-- What needs to be done --
Answer these questions from the case summary below.
1. Which court heard the case?
2. How much of the award was punitive damages?
3. In what year did the plaintiff buy the house?

-- Page text --

Feb. 21, 2024
Wright v. Union Oil Company of California
See more on Wright v. Union Oil Company of California
DOLLAR AMOUNT: $63 Million
CASE NAME: Wright v. Union Oil Company of California
TYPE OF CASE: Toxic Tort
COURT: Santa Barbara Superior Court
JUDGE(S): Judge James F. Rigali
PLAINTIFF LAWYERS: Ernst Law Group, M. Taylor Ernst, Don A. Ernst, Terry J. Kilpatrick, Danielle E. Miller; Trial Lawyers for Justice, Jakob Z. Norman, Brian J. Ward, Erin L. Powers, Ansley O'Brien
DEFENSE LAWYERS: Alston & Bird LLP, Jason Levin, Jennifer Bonneville; King & Spalding LLP, Robert Meadows
It required "a David versus Goliath battle" to win a multimillion-dollar verdict for a man who developed cancer more than 25 years after living over an old Union Oil sump pit but was in remission at the time of trial, said Taylor Ernst, one of the plaintiff's attorneys.
"There's a lot of firms that would look at that type of facts and go, I don't want anything to do with that case," he said. Instead, Ernst brought in Trial Lawyers for Justice as co-counsel, led by Wyoming's Jakob Norman. Together, the team took the giant company through a 23-day trial that ended in a Santa Barbara jury awarding their client $63 million, including $41 million in punitive damages, setting a record for the Santa Maria courthouse. Wright v. Union Oil Co. of California, 21CV00925 (Sta. Barb. Super. Ct., filed March 8, 2021).
It was "scorched earth litigation," Ernst said. "Instead of answering discovery responses normally, they'd refer us to a website. ... It was those kinds of tactics [that] made it difficult for us."
The plaintiff, Kevin Wright, had bought a house in 1985 in a development built on land that, during the 1970s, had been the Santa Maria Valley Oil & Gas Field, operated by Union Oil and several other companies. Wright's bedroom was directly atop a chemical sump pit the size of an Olympic swimming pool where the oil companies dumped waste products, including the carcinogen benzene.
According to state regulations, the companies should have cleaned out the pit upon closing the oil field, Norman said. "In this particular case, they didn't clean it up. They left all the stuff in there."
Wright lived in the house until early 1987. In 2015, he developed multiple myeloma, which can be caused by benzine.
To prove the plaintiff's case, his attorneys found old aerial photos of the oil field showing the location of the sump. Experts created a map overlaying the plan of the house onto those photos. "You could see the [pit] is literally underneath our client's bedroom," Ernst said.

-- Raw data --
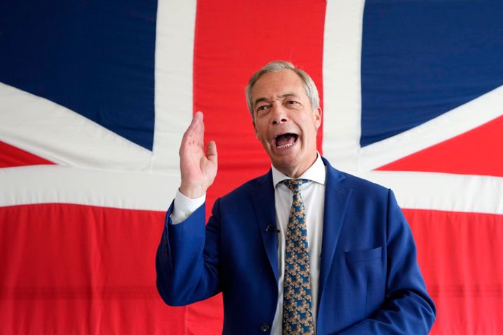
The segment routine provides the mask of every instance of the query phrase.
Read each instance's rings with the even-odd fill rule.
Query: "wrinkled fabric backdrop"
[[[503,329],[502,1],[3,0],[0,13],[0,333],[219,334],[219,295],[163,303],[155,251],[195,111],[219,153],[207,213],[268,171],[244,91],[275,59],[316,82],[322,154],[395,191],[432,334]]]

-- Reply to the exercise --
1. Santa Barbara Superior Court
2. $41 million
3. 1985